| What you have to do |
Render each line of the listing below as a string in a JSON list, one string per line, and omit any blank lines.

[Start]

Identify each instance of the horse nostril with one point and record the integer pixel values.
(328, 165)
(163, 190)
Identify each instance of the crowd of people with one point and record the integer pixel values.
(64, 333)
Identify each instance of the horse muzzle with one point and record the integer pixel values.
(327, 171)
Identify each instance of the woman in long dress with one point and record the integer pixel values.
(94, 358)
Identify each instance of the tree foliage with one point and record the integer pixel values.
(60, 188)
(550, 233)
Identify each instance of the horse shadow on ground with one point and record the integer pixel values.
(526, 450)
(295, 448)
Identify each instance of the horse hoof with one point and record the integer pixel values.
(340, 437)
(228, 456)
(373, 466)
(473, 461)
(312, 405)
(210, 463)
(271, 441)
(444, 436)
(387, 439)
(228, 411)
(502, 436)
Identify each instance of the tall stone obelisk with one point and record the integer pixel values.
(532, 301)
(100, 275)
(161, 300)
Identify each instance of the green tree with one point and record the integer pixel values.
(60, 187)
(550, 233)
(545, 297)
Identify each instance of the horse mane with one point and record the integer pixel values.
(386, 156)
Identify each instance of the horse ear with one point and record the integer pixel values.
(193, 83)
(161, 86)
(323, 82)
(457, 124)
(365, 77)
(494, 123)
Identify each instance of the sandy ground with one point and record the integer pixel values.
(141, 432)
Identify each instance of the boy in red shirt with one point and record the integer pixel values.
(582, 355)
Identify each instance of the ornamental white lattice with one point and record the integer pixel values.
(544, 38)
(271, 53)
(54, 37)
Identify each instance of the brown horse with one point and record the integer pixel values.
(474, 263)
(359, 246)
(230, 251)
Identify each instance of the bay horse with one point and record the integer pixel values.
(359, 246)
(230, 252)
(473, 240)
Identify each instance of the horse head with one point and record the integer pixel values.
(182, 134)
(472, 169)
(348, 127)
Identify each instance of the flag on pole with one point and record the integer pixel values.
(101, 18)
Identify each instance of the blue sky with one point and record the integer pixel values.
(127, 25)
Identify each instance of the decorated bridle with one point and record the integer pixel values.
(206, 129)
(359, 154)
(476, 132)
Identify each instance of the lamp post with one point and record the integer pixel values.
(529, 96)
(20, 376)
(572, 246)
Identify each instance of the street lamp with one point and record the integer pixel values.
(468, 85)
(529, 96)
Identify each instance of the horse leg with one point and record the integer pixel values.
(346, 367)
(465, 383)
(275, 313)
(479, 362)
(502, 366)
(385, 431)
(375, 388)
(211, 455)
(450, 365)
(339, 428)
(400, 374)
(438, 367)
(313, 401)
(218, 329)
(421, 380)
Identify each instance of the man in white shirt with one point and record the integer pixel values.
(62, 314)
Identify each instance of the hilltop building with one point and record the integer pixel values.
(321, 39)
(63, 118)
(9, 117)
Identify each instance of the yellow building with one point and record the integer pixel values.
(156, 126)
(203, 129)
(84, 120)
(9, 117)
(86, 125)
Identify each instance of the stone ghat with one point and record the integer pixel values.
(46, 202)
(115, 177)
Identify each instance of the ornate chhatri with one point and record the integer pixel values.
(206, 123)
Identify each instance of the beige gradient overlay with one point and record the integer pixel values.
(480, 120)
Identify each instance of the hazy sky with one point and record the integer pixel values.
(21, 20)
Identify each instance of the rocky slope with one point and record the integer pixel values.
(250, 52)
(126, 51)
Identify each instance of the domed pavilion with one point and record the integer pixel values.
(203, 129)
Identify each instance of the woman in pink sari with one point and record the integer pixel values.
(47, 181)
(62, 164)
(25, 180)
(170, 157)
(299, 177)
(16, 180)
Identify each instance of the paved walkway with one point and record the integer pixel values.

[End]

| Solved problem |
[
  "Identify each instance of the horse nostril with one point and record the integer pixel values.",
  "(328, 165)",
  "(163, 190)",
  "Identify each instance of the crowd of people with one point and record the integer pixel values.",
  "(64, 333)",
  "Identify each instance of the horse muzzle with one point and record the integer pixel values.",
  "(327, 171)",
  "Identify each instance of the woman in long dress with one point and record the integer pixel values.",
  "(94, 358)",
  "Identify each instance of the tree foliage with one point and record the integer pixel values.",
  "(60, 188)",
  "(550, 233)",
  "Identify each instance of the horse shadow on ground with one point and record the integer pixel values.",
  "(526, 450)",
  "(295, 448)",
  "Identify each instance of the horse hoof with one point and record the integer pixel values.",
  "(340, 437)",
  "(228, 456)",
  "(373, 466)",
  "(473, 461)",
  "(312, 405)",
  "(210, 463)",
  "(271, 441)",
  "(444, 436)",
  "(387, 439)",
  "(228, 411)",
  "(502, 436)",
  "Identify each instance of the tall stone obelisk with one point and record the integer pixel values.",
  "(532, 301)",
  "(100, 275)",
  "(161, 300)",
  "Identify each instance of the green tree with one point and record the integer pixel values.",
  "(60, 187)",
  "(550, 233)",
  "(545, 297)",
  "Identify each instance of the horse mane with one point and record the integer pixel values.",
  "(386, 156)",
  "Identify each instance of the horse ear with one point and record the integer pixel values.",
  "(193, 83)",
  "(161, 86)",
  "(323, 82)",
  "(457, 124)",
  "(365, 77)",
  "(494, 123)",
  "Identify each instance of the sandy ground with one point and record the integer pixel values.",
  "(141, 432)",
  "Identify each instance of the boy in red shirt with one point and record the integer pixel values.",
  "(582, 355)",
  "Identify each instance of the ornamental white lattice with one point and record the integer pixel values.",
  "(544, 38)",
  "(271, 53)",
  "(54, 37)",
  "Identify each instance of the brown horse with one point and record the integer pixel values.",
  "(474, 263)",
  "(359, 246)",
  "(230, 251)",
  "Identify each instance of the bay horse with one point and record the integer pixel values.",
  "(359, 246)",
  "(230, 252)",
  "(473, 240)",
  "Identify each instance of the horse head with one point and record the integer pixel values.",
  "(182, 134)",
  "(472, 169)",
  "(348, 127)",
  "Identify each instance of the flag on pole with one point and record the integer pixel values.",
  "(101, 18)",
  "Identify each instance of the blue sky with one point and record the integer pixel values.",
  "(127, 25)",
  "Identify each instance of the decorated bridle with one point and record the integer pixel values.",
  "(206, 129)",
  "(359, 154)",
  "(476, 132)",
  "Identify each instance of the lamp post with one point and record the integer pixel values.",
  "(529, 96)",
  "(20, 376)",
  "(572, 246)",
  "Identify each instance of the street lamp with one point and record the integer pixel values.",
  "(468, 85)",
  "(529, 96)",
  "Identify each instance of the horse leg with one point and record the integer pixel values.",
  "(346, 367)",
  "(465, 383)",
  "(275, 313)",
  "(479, 362)",
  "(502, 366)",
  "(385, 431)",
  "(375, 388)",
  "(211, 455)",
  "(450, 365)",
  "(339, 428)",
  "(400, 374)",
  "(438, 367)",
  "(313, 401)",
  "(218, 329)",
  "(421, 380)",
  "Identify each instance of the man in white shirt with one point and record the integer pixel values.",
  "(62, 314)",
  "Identify each instance of the hilltop building with one point and record the integer pixel values.",
  "(321, 39)",
  "(63, 118)",
  "(9, 117)",
  "Identify each instance of the yellow building with one point and record the integer pixel values.",
  "(156, 126)",
  "(203, 129)",
  "(84, 120)",
  "(9, 117)",
  "(86, 125)",
  "Identify each instance of the stone ghat with one point and record the integer pixel values.",
  "(46, 202)",
  "(115, 177)",
  "Identify each instance of the ornate chhatri with one point and record the integer pixel values.",
  "(206, 123)",
  "Identify each instance of the beige gradient overlay with one point and record the integer pixel values.",
  "(480, 120)",
  "Identify each instance of the hazy sky with one point and record the integer pixel values.",
  "(21, 20)",
  "Identify each instance of the rocky slope with one point and record the integer pixel values.",
  "(250, 52)",
  "(126, 51)",
  "Identify each instance of the domed pavilion with one point and record the integer pixel values.",
  "(203, 129)",
  "Identify each instance of the woman in pink sari with one point and record the integer pixel values.",
  "(47, 181)",
  "(62, 164)",
  "(25, 180)",
  "(170, 157)",
  "(299, 177)",
  "(16, 180)",
  "Identify each instance of the paved walkway with one point and record the integer pixel values."
]